§ Instructions to follow:
Retype all the entries word for word, but omit the pictures.

Part of a data file:
##########
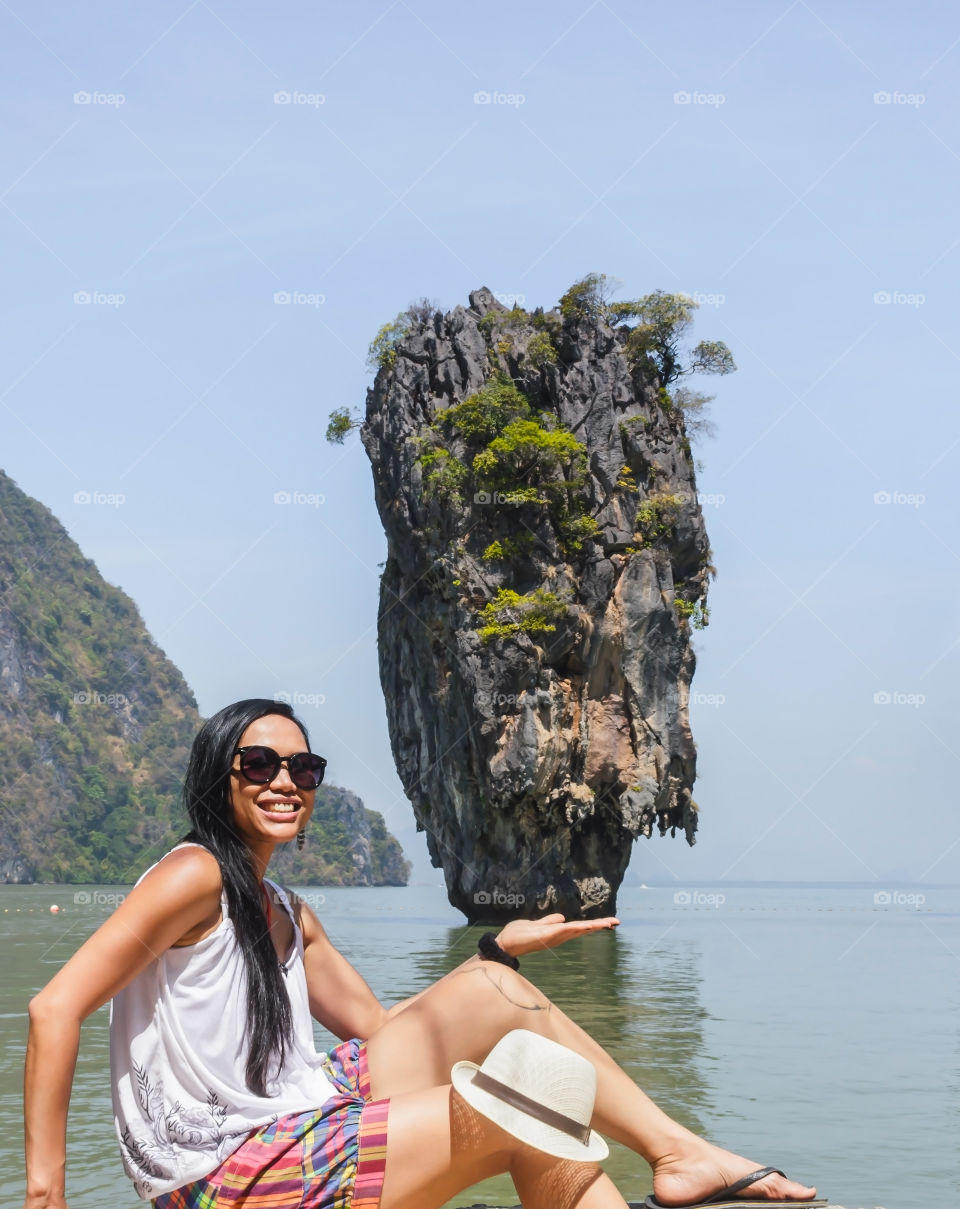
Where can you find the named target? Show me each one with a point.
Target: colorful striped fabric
(333, 1157)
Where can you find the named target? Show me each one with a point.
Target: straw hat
(538, 1091)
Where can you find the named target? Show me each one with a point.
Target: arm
(526, 936)
(172, 901)
(339, 996)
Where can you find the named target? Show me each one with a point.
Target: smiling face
(266, 815)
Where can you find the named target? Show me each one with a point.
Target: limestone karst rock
(97, 723)
(547, 557)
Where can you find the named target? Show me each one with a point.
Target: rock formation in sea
(547, 560)
(96, 726)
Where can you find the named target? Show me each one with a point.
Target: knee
(512, 987)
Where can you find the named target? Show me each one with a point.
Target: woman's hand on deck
(522, 936)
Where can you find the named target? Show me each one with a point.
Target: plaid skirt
(333, 1157)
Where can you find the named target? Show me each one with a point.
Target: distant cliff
(547, 560)
(96, 726)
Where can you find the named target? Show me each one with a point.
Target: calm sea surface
(815, 1029)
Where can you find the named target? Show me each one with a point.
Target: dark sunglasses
(261, 764)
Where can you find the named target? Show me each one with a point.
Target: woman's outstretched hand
(522, 936)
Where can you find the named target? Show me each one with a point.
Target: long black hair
(207, 797)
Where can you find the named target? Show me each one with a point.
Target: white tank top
(178, 1054)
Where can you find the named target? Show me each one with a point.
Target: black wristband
(490, 950)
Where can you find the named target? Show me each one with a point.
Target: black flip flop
(727, 1197)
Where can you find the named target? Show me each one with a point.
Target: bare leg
(469, 1010)
(439, 1145)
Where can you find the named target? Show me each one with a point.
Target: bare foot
(698, 1169)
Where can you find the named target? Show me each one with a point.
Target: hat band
(532, 1108)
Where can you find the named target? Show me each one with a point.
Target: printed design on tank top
(178, 1126)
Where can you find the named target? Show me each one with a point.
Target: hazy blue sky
(810, 172)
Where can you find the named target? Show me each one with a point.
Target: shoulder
(189, 865)
(185, 875)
##########
§ Answer for the task:
Where can you find the named target? Show me each one with a point.
Target: colorful striped fabric
(333, 1157)
Where can you find the named target? Show me each one with a point.
Target: straw hat
(538, 1091)
Where can you find the named target? Show me each one with a point.
Target: arm
(526, 936)
(172, 901)
(339, 996)
Where can you find the named target? Show me each one with a point.
Target: smiling face
(266, 815)
Where can you find the named target? Show me each one with a point.
Target: limestone karst rock
(97, 723)
(547, 557)
Where can you find the named target? Show me each one with a point.
Target: rock formation in sea
(547, 560)
(96, 726)
Where can you find the named target? Show me each one with a point.
Target: knee
(512, 987)
Where can you find the named target? Show me each one with a point.
Target: woman's hand on deck
(522, 936)
Where can you find the named target? Show me each one with a point.
Target: plaid skirt
(333, 1157)
Where can you find the named target? Show me each one with a point.
Target: distant cliff
(547, 560)
(96, 726)
Where can you find the named target? Show me each one with a point.
Target: calm sea surface
(815, 1029)
Where can you find the named target? Show me each one with a point.
Target: dark sunglasses
(261, 764)
Where can you find the named target? Show me each one with a point.
Target: woman's outstretched hand
(522, 936)
Where can you find the named target? Show me each one with a point.
Target: long black hair
(207, 797)
Where can you find the named target? Show me each one with a point.
Target: white tank top
(178, 1054)
Where can you find the named target? Show me each one with a point.
Target: black wristband
(490, 950)
Where can you find the named target? Show me each one with a point.
Target: black flip flop
(727, 1197)
Where can you find the named target? Show me each one with a point.
Target: bare leg
(469, 1010)
(439, 1145)
Where can you find the named target? Show me each one with a point.
Target: bare foot
(698, 1169)
Where can you find the named target? Show me each one with a point.
Target: hat band
(532, 1108)
Where can you find the named target? Show me each one with a point.
Target: printed design on tank top
(178, 1126)
Where can you find the named target? Show me each one with a point.
Target: hazy blue sky
(810, 172)
Where can you find the named target? Show me each one with a point.
Target: shoulder
(189, 865)
(185, 875)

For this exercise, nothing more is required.